- CONSIGNE
Recopiez le passage de l'extrait sur la querelle des Universaux qui va de « exprime (ou réifie), deux mouvements » à « deux mouvements S↑ et S↓. », ces deux segments inclus.

- EXTRAIT

La querelle des Universaux - Alain de Libera / Notes de lecture # 5

"fécondation in vitraux" - Les chats de Geluck

Nota : La signification et l'usage de mes glyphes, comme le schéma général de l'Imaginaire du Sujet, sont présentés ici: "Résumé"

([∃]𓁝⇅𓁜[⚤]𓁝⇅𓁜[#]𓁝⊥𓁜[♲]𓁝⇆𓁜[∅])𓂀

J'ai situé certains concepts Japonais, tels que Mu 無, Ma/Aïda 間, espace
空間 et temps 時間 dans cette grille de lecture, ici : "L'espace-temps / Ma"

([∃]𓁝⇅𓁜[時間]𓁝⇅𓁜[空間]𓁝⊥𓁜[間]𓁝⇆𓁜[無])𓂀

Pour le schéma développé de l'imaginaire voir: "Mettre un peu d'ordre dans sa tête"

𓂀          
  [∃] [⚤] [#] [♲] [∅]
  [∃] [⚤] [#] [♲] [∅]
  [∃] [⚤] [#] [♲] [∅]
  [∃] [⚤] [#] [♲] [∅] 

- Après le temps qu'il m'a fallu pour comprendre que la dialectique est à prendre au sérieux pour aborder la scolastique, (voir #4), il est temps de revenir à notre lecture.

- Deux mots, quand même, pour situer tes dernières réflexions ?

- Volontiers :

1/ J'ai compris que, sous forme "objective" (les mots représentants des concepts tels qu'existence, subsistance, esprit, sujet connaissant etc.), l'alternative :

"les genres et les espèces :

  • ont-ils une existence réelle («subsistance») au titre de formes séparées ou;
  • existent-ils seulement dans l’esprit du sujet connaissant",

exprime (ou réifie), deux mouvements Imaginaires du Sujet, qui donneront chez Spinoza les entendements de 1e et de 2e espèce, que je symbolise pour nos besoins par S↑ et S↓;

2/ La dispute se situant au niveau du discours [⚤], avec la logique du premier ordre, les protagonistes doivent choisir exclusivement l'une ou l'autre des branches de l'alternative, il n'y a pas de moyen terme, ni coexistence possible des deux mouvements S↑ et S↓.

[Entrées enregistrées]
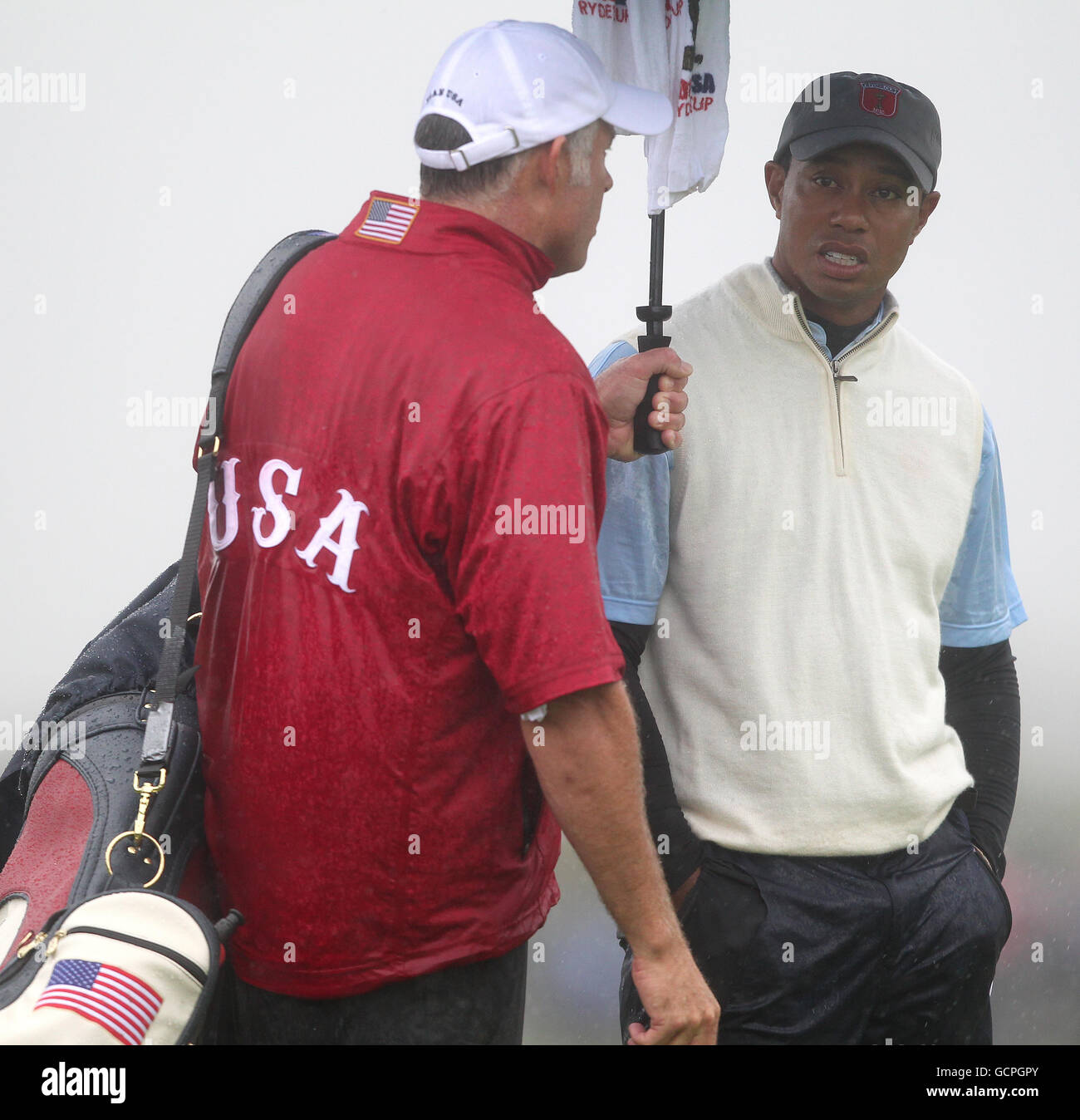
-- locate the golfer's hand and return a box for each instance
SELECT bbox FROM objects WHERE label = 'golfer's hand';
[594,346,694,463]
[627,944,720,1046]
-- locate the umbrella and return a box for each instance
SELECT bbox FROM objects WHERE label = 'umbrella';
[572,0,730,454]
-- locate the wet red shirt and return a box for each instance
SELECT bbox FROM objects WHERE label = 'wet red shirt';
[196,192,621,997]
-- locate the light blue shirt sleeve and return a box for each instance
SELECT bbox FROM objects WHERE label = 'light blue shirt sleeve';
[938,409,1028,648]
[589,341,673,626]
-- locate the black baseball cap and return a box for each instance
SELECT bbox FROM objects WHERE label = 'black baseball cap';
[773,71,941,190]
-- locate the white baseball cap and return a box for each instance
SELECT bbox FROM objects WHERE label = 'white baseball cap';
[415,19,675,171]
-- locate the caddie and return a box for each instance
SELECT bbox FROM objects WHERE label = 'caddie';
[196,22,717,1044]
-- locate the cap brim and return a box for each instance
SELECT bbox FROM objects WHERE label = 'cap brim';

- CORRIGÉ
exprime (ou réifie), deux mouvements Imaginaires du Sujet, qui donneront chez Spinoza les entendements de 1e et de 2e espèce, que je symbolise pour nos besoins par S↑ et S↓;

2/ La dispute se situant au niveau du discours [⚤], avec la logique du premier ordre, les protagonistes doivent choisir exclusivement l'une ou l'autre des branches de l'alternative, il n'y a pas de moyen terme, ni coexistence possible des deux mouvements S↑ et S↓.